Questions de compréhension:
a - Dans quel hebdomadaire l'article présenté dans l'extrait a-t-il été publié ?
b - Veuillez énumérer tous les dirigeants que l'extrait cite dans la phrase qui suit « Ce fut pourtant le cas. »

Extrait du document:
════════════════════

À l’occasion de la journée internationale de droits de l’Homme le 10 Décembre 2009, Angelina Jolie a publié un article dans l'hebdomadaire américain Newsweek. En VO, c'est ici ; pour la traduction, c'est là :
"Aujourd’hui, nous célébrons la journée mondiale des droits de l’Homme, fondée voici plus d’un demi-siècle, quand la communauté internationale déclara que le respect des droits et de la dignité des humains est "la fondation de la liberté, de la justice et de la paix dans le monde", et décida qu’on ne devait plus jamais laisser se reproduire les horreurs de la deuxième guerre mondiale.
Ce fut pourtant le cas. Après Hitler, Staline et Franco en Europe, il y eut Mao et Pol Pot en Asie, et Mobutu et Taylor en Afrique.
Entérinant le fait qu’une déclaration ne pourrait à elle seule garantir ces droits, nous avons créé les tribunaux de Nuremberg et de Tokyo, puis les tribunaux ad hoc pour l’ex Yougoslavie, le Rwanda et la Sierra Leone, et enfin la Cour de Justice Internationale de La Hague. Plus jamais, avons-nous déclaré, les leaders du monde ne pourront commettre impunément des meurtres de masse.
Puis vint le Darfour où, depuis 2003, les milices soutenues par le gouvernement ont causé 300 000 morts et 2,7 millions de déplacés. La situation était si grave qu’en avril 2007, Susan Rice, aujourd’hui représentant permanent des Etats-Unis auprès des Nations Unies écrivait : "Les Etats-Unis doivent se battre pour obtenir une résolution des Nations Unies au titre du Chapitre VII de sa charte, et délivrer au Soudan un ultimatum : accepter le déploiement inconditionnel des forces de l’ONU sous une semaine, ou subir les conséquences militaires de son refus… Si les Etats-Unis échouent à obtenir le soutien des Nations Unies, nous devons agir comme nous l’avons fait en 1999 au Kosovo". La Cour Internationale de Justice émit alors des mandats d’arrêt pour le président soudanais Omar al-Bashir, une première pour un chef d’état en exercice, et d’autres leaders soudanais impliqués dans les atrocités au Darfour.

════════════════════

Données étudiées:
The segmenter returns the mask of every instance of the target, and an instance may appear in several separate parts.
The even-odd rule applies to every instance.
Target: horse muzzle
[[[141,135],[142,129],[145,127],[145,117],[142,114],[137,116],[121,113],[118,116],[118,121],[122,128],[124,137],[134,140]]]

════════════════════

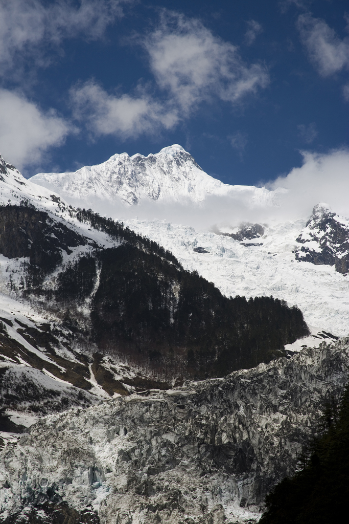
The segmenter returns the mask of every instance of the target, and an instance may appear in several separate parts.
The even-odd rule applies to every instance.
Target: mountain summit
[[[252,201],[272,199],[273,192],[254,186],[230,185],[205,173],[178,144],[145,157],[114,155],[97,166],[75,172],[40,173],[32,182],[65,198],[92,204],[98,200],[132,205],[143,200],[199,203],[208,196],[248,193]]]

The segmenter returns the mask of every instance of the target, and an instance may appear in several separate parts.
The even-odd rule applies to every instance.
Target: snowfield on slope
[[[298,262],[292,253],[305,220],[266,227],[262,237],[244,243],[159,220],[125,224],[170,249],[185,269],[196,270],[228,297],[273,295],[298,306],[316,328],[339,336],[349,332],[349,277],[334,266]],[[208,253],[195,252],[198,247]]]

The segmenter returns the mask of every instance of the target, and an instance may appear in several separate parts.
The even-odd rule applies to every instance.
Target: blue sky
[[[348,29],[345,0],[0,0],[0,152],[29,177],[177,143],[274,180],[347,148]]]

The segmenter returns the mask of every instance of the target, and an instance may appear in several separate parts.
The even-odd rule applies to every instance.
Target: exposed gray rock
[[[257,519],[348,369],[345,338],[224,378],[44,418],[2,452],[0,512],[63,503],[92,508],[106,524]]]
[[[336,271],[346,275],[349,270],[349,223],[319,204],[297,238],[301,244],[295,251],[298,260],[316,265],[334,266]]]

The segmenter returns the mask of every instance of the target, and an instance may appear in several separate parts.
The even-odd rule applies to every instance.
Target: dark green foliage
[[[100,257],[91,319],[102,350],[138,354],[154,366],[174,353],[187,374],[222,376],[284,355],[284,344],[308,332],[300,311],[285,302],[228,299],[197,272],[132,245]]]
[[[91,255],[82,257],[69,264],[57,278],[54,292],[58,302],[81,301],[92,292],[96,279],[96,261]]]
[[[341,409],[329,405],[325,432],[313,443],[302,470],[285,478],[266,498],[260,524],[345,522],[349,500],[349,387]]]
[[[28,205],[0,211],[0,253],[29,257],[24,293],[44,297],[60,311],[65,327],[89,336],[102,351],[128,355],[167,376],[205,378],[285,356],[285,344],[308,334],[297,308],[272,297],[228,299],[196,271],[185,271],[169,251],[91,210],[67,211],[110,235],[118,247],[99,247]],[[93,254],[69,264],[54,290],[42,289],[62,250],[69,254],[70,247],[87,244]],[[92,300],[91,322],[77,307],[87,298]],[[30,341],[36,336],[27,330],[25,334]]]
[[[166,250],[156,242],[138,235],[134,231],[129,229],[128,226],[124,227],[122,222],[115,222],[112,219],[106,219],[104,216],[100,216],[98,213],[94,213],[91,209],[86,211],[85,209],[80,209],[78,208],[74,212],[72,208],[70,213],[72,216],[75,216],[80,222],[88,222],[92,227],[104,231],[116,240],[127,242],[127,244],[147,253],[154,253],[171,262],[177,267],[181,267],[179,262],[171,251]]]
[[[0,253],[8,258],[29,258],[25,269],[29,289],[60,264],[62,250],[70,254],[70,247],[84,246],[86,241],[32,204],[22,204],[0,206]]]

════════════════════

Réponses attendues:
a - Dans l'hebdomadaire américain Newsweek.

b - Hitler, Staline, Franco, Mao, Pol Pot, Mobutu et Taylor.